## EXERCICES:
**1)** Reformulez sous forme de liste le paragraphe de l'entretien qui commence par « Yves Godeau. : Un principe que nous défendons », en conservant ses faits principaux.
**2)** Recopiez mot pour mot le passage de l'entretien allant de « TER. Comment proposer » à « tourisme d’affaires ? ».

Yves Godeau. : Un principe que nous défendons, quelle que soit la branche d’activité dans laquelle on travaille, c’est qu’il y a toujours une façon de pratiquer des activités qui va dans le sens du développement durable. Le tourisme durable, ce n’est pas un absolu, c’est une démarche volontaire qui intègre la notion de progrès. On peut avoir des pratiques professionnelles qui sont plus durables et le tourisme d’affaires en fait partie. La perfection ne sera jamais atteinte, il n’y a pas de limite dans la notion de progrès, on peut toujours s’améliorer dans le domaine du développement durable. Il n’est pas concevable de penser qu’une branche économique puisse ne pas s’impliquer dans le développement durable. Je ne vois pas pourquoi la notion de développement durable, qui ne signifie pas un « non-développement », serait incompatible avec le tourisme d’affaires. Le développement durable est une démarche de progrès, donc par essence, tourisme durable et tourisme d’affaires ne sont pas contradictoires.
TER. Comment proposer une offre de tourisme d’affaires durable ?
YG. Le tourisme d’affaires est consommateur de transports aériens. Il s’agit par exemple de compenser les émissions carbone induites par ces trajets… Ce sont des pratiques qui commencent à se généraliser et qui ont une réelle portée. Et puis, pourquoi ce qui serait valable dans un autre type de tourisme, ne serait pas applicable aussi pour le tourisme d’affaires ?

## DONNÉES FOURNIES:

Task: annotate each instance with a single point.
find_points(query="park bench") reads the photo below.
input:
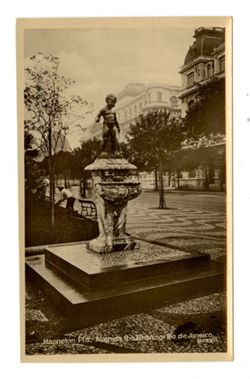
(88, 208)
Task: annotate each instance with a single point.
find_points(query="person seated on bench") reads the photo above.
(66, 194)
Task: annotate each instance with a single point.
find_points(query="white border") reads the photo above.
(9, 247)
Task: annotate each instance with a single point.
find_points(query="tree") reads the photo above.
(205, 126)
(152, 140)
(31, 154)
(51, 109)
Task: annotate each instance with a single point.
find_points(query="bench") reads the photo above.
(88, 208)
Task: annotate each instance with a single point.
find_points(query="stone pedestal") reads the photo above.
(115, 182)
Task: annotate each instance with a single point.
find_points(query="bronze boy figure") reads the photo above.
(109, 124)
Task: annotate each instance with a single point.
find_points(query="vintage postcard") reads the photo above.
(125, 139)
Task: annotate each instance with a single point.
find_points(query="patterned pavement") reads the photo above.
(194, 325)
(186, 228)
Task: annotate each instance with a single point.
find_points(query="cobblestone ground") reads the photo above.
(197, 226)
(196, 325)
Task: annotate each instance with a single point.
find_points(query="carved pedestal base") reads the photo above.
(104, 245)
(115, 182)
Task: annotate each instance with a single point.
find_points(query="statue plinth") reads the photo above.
(115, 182)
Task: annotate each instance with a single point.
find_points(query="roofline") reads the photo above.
(201, 58)
(152, 85)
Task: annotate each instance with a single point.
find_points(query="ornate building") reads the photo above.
(135, 99)
(204, 60)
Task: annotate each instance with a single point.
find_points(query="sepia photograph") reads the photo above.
(125, 188)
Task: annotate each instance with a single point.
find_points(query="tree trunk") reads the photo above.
(156, 179)
(178, 179)
(52, 182)
(162, 203)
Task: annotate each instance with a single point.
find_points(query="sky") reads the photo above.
(103, 60)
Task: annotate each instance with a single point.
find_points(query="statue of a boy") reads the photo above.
(109, 124)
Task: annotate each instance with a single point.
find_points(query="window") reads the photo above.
(222, 63)
(209, 71)
(159, 96)
(192, 174)
(173, 101)
(190, 79)
(190, 104)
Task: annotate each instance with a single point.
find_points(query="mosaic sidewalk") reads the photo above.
(188, 229)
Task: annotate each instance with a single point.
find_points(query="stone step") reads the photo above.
(95, 271)
(86, 307)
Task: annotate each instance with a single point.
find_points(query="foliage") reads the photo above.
(153, 138)
(50, 105)
(152, 141)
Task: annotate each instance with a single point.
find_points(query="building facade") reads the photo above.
(204, 61)
(136, 99)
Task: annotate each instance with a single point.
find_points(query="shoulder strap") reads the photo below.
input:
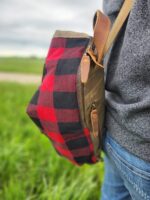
(126, 8)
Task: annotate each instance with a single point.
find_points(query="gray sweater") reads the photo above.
(127, 81)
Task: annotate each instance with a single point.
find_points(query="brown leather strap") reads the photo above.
(101, 26)
(124, 12)
(103, 37)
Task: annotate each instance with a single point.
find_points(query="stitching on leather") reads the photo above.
(141, 192)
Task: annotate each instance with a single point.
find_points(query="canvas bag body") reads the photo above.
(68, 106)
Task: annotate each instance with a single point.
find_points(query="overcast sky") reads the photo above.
(26, 26)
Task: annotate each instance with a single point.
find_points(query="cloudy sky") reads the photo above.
(26, 26)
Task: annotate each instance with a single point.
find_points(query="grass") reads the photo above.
(30, 65)
(30, 168)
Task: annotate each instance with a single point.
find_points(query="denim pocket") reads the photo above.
(132, 167)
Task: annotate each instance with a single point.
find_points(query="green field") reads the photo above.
(32, 65)
(30, 169)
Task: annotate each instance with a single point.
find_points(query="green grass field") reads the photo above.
(24, 65)
(30, 169)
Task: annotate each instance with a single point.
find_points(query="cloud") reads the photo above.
(27, 26)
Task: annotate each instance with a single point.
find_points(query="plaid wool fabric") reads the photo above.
(54, 106)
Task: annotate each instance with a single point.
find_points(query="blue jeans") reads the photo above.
(127, 177)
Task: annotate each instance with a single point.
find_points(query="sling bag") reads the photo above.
(69, 104)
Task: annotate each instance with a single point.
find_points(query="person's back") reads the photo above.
(127, 122)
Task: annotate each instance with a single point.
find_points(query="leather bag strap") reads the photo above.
(103, 36)
(123, 14)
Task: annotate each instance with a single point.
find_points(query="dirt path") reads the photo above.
(20, 77)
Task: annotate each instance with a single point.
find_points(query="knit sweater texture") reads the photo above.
(127, 81)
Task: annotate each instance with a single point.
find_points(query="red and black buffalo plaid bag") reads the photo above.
(68, 106)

## RÉPONSES:
**1)**
- Quelle que soit la branche d'activité, il existe toujours une façon de pratiquer qui va dans le sens du développement durable.
- Le tourisme durable n'est pas un absolu. C'est une démarche volontaire qui intègre la notion de progrès.
- Le tourisme d'affaires fait partie des activités qui peuvent adopter des pratiques professionnelles plus durables.
- La perfection ne sera jamais atteinte, et l'on peut toujours s'améliorer en matière de développement durable.
- Il n'est pas concevable qu'une branche économique ne s'implique pas dans le développement durable.
- Le développement durable ne signifie pas un « non-développement ». Tourisme durable et tourisme d'affaires ne sont donc pas contradictoires.

**2)**
TER. Comment proposer une offre de tourisme d’affaires durable ?
YG. Le tourisme d’affaires est consommateur de transports aériens. Il s’agit par exemple de compenser les émissions carbone induites par ces trajets… Ce sont des pratiques qui commencent à se généraliser et qui ont une réelle portée. Et puis, pourquoi ce qui serait valable dans un autre type de tourisme, ne serait pas applicable aussi pour le tourisme d’affaires ?